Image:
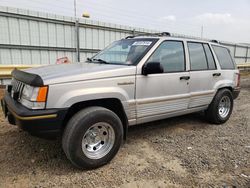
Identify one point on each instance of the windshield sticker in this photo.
(141, 43)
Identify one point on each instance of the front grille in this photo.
(17, 88)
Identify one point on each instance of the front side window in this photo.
(197, 56)
(125, 51)
(224, 57)
(171, 56)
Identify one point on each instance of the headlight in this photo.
(34, 97)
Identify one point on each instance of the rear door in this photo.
(203, 74)
(159, 95)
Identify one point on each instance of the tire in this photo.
(215, 113)
(92, 137)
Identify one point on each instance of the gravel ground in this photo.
(184, 151)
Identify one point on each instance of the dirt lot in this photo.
(179, 152)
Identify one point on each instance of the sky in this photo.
(223, 20)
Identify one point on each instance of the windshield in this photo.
(125, 51)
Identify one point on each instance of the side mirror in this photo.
(152, 68)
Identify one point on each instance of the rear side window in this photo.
(197, 56)
(210, 58)
(171, 55)
(224, 57)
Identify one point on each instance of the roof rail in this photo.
(215, 41)
(149, 34)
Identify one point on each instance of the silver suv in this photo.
(134, 80)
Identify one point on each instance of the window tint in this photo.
(210, 59)
(197, 56)
(171, 55)
(224, 57)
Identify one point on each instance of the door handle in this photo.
(216, 74)
(184, 77)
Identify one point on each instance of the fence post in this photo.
(247, 54)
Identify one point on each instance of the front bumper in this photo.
(41, 123)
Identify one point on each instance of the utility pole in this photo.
(76, 34)
(202, 31)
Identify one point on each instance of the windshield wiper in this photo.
(100, 61)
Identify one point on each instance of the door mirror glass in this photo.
(152, 68)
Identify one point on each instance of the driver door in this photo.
(162, 94)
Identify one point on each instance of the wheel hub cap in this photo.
(98, 140)
(224, 106)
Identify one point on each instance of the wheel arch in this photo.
(113, 104)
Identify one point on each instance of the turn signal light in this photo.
(42, 94)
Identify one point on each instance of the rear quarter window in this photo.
(224, 57)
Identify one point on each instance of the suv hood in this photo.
(53, 74)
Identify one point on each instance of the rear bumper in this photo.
(236, 92)
(41, 123)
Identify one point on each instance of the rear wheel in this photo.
(221, 107)
(92, 137)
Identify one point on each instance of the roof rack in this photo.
(215, 41)
(150, 34)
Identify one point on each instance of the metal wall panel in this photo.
(30, 37)
(240, 51)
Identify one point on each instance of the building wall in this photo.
(29, 37)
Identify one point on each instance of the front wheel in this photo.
(92, 137)
(221, 107)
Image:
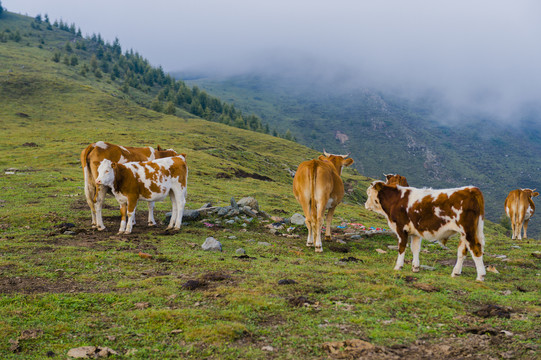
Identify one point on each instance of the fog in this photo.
(481, 56)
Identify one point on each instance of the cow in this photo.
(317, 186)
(94, 154)
(395, 179)
(149, 181)
(519, 207)
(434, 215)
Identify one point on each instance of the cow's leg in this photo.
(526, 228)
(130, 212)
(90, 192)
(100, 196)
(180, 199)
(123, 219)
(320, 213)
(174, 210)
(151, 221)
(415, 249)
(402, 243)
(520, 221)
(460, 254)
(328, 223)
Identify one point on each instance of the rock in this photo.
(249, 202)
(94, 352)
(211, 244)
(190, 215)
(297, 219)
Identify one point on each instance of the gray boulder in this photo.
(249, 202)
(297, 219)
(211, 244)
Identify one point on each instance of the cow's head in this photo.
(372, 202)
(395, 179)
(338, 161)
(106, 173)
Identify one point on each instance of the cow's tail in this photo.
(480, 233)
(313, 203)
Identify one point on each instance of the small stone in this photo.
(211, 244)
(249, 202)
(297, 219)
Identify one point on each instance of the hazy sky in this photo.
(484, 54)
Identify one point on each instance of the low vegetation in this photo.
(157, 295)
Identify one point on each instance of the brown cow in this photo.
(149, 181)
(91, 158)
(395, 179)
(519, 207)
(317, 186)
(433, 215)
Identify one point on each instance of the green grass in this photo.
(92, 288)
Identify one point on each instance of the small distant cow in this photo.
(91, 158)
(317, 186)
(149, 181)
(395, 179)
(433, 215)
(519, 207)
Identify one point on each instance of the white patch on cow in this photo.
(106, 175)
(329, 203)
(122, 160)
(101, 145)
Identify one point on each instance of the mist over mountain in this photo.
(421, 135)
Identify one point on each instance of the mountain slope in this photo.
(387, 134)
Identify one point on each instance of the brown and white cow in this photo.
(395, 179)
(149, 181)
(519, 207)
(434, 215)
(317, 186)
(91, 158)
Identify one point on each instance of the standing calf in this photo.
(91, 158)
(519, 207)
(148, 181)
(317, 186)
(434, 215)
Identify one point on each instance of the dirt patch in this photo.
(473, 346)
(32, 285)
(239, 173)
(492, 310)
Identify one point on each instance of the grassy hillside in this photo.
(64, 285)
(386, 134)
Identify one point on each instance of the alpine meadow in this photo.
(67, 289)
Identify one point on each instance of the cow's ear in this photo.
(348, 162)
(378, 185)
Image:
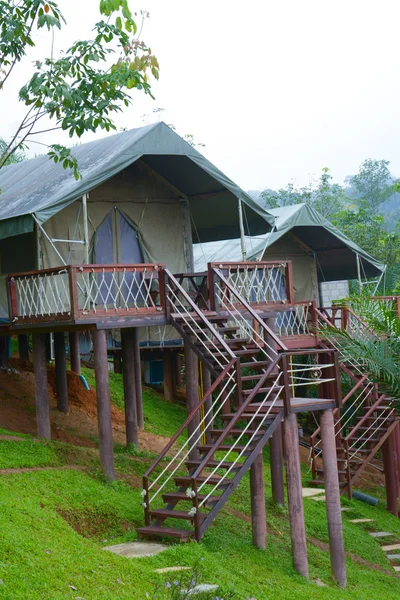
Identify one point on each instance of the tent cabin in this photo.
(140, 195)
(318, 250)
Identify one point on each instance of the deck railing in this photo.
(259, 283)
(80, 291)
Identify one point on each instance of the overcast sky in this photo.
(276, 90)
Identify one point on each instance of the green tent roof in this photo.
(41, 187)
(333, 250)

━━━━━━━━━━━━━━━━━━━━━━━━━━━━━━

### Exercise aim
Can you copy the entries word for word, starting with the line that contains "Identify one point on each instance of the small distant" and running through the last of the entries, leaving out the pictures?

### Exercise output
Identify one point on each instance of the small distant cow in this photo.
(91, 158)
(317, 186)
(149, 181)
(395, 179)
(433, 215)
(519, 207)
Identify one point on each instance of the white patch on cow in this photo.
(106, 175)
(329, 203)
(122, 160)
(101, 145)
Identify one point on each instance of the mist over mountain in this photo.
(421, 135)
Identify one point on each instance of the mountain slope in this photo.
(387, 134)
Identify one point on each instance of the brown and white cow in this photo.
(395, 179)
(149, 181)
(519, 207)
(434, 215)
(317, 186)
(91, 158)
Identify one point on each instance of the standing calf in this photo.
(91, 158)
(519, 207)
(148, 181)
(317, 186)
(434, 215)
Identify one point on each instance of the dirt patch in this photo.
(473, 346)
(32, 285)
(239, 173)
(492, 310)
Identify one point on each instance of the grassy hillside in this photo.
(64, 285)
(386, 134)
Identify one point on each instance of the alpine meadow in this photo.
(67, 289)
Identify one point on each instance of the cow's ear in this photo.
(348, 162)
(378, 185)
Image:
Identify one point on each instance of the tent cabin in this photo.
(140, 195)
(318, 250)
Identify one point on each instance of the deck railing in this photo.
(259, 283)
(80, 291)
Identify one point on each instance of the overcast sky in this photo.
(276, 90)
Identify one point on each instance of the green tent roof in this photo.
(41, 187)
(333, 250)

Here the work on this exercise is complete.